▶ _Document passage_
Heck, if you think about, breads in high amounts aren't really all that great for humans either.  If I eat a diet heavy in bread I gain unhealthy pounds of chub-a-dub-iness that's for sure...so when I finally grasped the fact that sprouting wheat into grass made the stuff in it my critters needed to be healthy available to them it made even more sense to switch to fodder.  Then I realized I myself needed to eat more veggies and less bagels, but that's another story isn't it? Basically, by growing fodder I am providing a diet with fresh veggies for my livestock instead of dingdongs and pretzels...hmmm....which way of eating is healthier?  The veggies I believe...

Needless to say once I had pondered this, I knew I wanted to give fodder a go.  I wasn't sure if it would fit in with our farm, and I was having a heck of a time finding the so highly revered barley seeds everyone speaks of using in their fodder systems...so the next step was locating something to sprout and seeing if I could handle it...plants tend to get forgotten around here.  They just don't cry for help when they need a drink of water like the pig does when he tips his bucket over ya know? But I was armed with some basic knowledge and ready to give it a try...once I found that dang barley!

Ahhh....fodder...the saga continues....tomorrow....:)


 

Sunday, March 17, 2013

Ok...so WHY Fodder???

Well...I choose fodder for a few reasons.  First and foremost it is more natural to what my livestock would eat if they had their own choice in things.  Sometimes, they do get a choice - we are on 10 acres after all - but at night they are stuck in their pens close to the house for safety and some days they are stuck there as well.  When it rains the back of the property turns to a bog I prefer them not to play in...plus they won't leave their shelter anyways in the rain, so they stay there. Also, the front is not yet fenced for the horses and NONE of it is properly fenced for goats (besides their pen areas)...so I try to get out there an hour or 2 a day and let them "free range" if you will - that's another blog post though...let's just say that no matter what after a few years of crummy drought conditions anyways I am always prepared to feed my animals plus dairy goats need to eat more than just browse if you want the best, highest yields on your milk...

Anyways, horses, goats, cattle - none of these things go out on the hunt for corn or soybeans in their pastures.  Sure, if they find it they will eat it - heck, they'll eat your garden if they get the chance!  But naturally the bulk of their diet is fresh GREEN stuff!  Grasses, weeds, shrubs...Pelleted feeds make a decent supplement to this (particularly if you are in a drought and there is nothing green left!), but it's not natural at all.  Especially for the goats...goats can get acidosis, or bloat, from things like a corn heavy diet. This article explains it a little better...  Let's be really honest here - go check a bag of pelleted goat or horse feed - a good portion of it is corn or soy.  It's certainly not fresh green stuff at all! So, if by chance an accident occurs and you over feed (like the day I fed and then my husband fed thinking I hadn't yet...that was a doozy) or if you just are over feeding and not realizing it...you are setting yourself up for failure in a way...We actually took the corn out of the goats diets a few years back now and have not had a case of "bloat" or acidosis since then, but it was not uncommon to run up against it from time to time before when we fed traditional goat feeds...

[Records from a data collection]
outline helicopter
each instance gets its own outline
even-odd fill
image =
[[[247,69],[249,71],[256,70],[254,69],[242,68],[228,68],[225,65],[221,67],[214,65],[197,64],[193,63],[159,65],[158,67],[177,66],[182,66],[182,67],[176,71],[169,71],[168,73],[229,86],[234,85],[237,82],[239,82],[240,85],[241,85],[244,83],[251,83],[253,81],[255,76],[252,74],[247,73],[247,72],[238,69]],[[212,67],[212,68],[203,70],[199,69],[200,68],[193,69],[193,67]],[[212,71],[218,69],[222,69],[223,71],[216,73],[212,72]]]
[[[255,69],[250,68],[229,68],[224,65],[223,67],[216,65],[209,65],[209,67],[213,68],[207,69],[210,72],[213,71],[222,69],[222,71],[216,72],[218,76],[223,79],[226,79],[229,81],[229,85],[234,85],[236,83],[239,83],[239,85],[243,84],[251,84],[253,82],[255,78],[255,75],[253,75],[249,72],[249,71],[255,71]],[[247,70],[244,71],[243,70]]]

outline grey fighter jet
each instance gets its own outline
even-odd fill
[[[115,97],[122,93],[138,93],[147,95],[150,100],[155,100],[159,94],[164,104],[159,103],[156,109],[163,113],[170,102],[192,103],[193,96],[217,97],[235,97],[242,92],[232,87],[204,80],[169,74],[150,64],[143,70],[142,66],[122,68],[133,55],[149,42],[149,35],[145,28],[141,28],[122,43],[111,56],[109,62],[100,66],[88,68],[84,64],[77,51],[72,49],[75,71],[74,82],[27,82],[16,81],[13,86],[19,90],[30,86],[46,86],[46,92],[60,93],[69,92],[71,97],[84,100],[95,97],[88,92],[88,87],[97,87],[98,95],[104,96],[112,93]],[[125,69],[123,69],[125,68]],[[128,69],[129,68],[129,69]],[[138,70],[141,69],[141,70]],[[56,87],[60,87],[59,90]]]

▶ _Given instruction A_
Transcribe the part of the fodder blog post starting with "Needless to say" and going on through "that dang barley!".
▶ _Given instruction B_
According to the fodder blog post, why does the writer keep the animals in their pens on rainy days? Answer in one to three sentences.
▶ _Given instruction C_
Answer these questions from the fodder blog post, one per line, marking your answers the same way:
(i) How many acres is the property?
(ii) What seeds did the writer struggle to find?
(iii) What date appears above the heading "Ok...so WHY Fodder???"?
The records have no connection to the fodder blog post.

▶ _Written solution A_
Needless to say once I had pondered this, I knew I wanted to give fodder a go.  I wasn't sure if it would fit in with our farm, and I was having a heck of a time finding the so highly revered barley seeds everyone speaks of using in their fodder systems...so the next step was locating something to sprout and seeing if I could handle it...plants tend to get forgotten around here.  They just don't cry for help when they need a drink of water like the pig does when he tips his bucket over ya know? But I was armed with some basic knowledge and ready to give it a try...once I found that dang barley!

▶ _Written solution B_
When it rains, the back of the property turns into a bog that the writer would rather the animals not play in. The animals also won't leave their shelter in the rain anyway.

▶ _Written solution C_
(i) 10 acres
(ii) Barley seeds
(iii) Sunday, March 17, 2013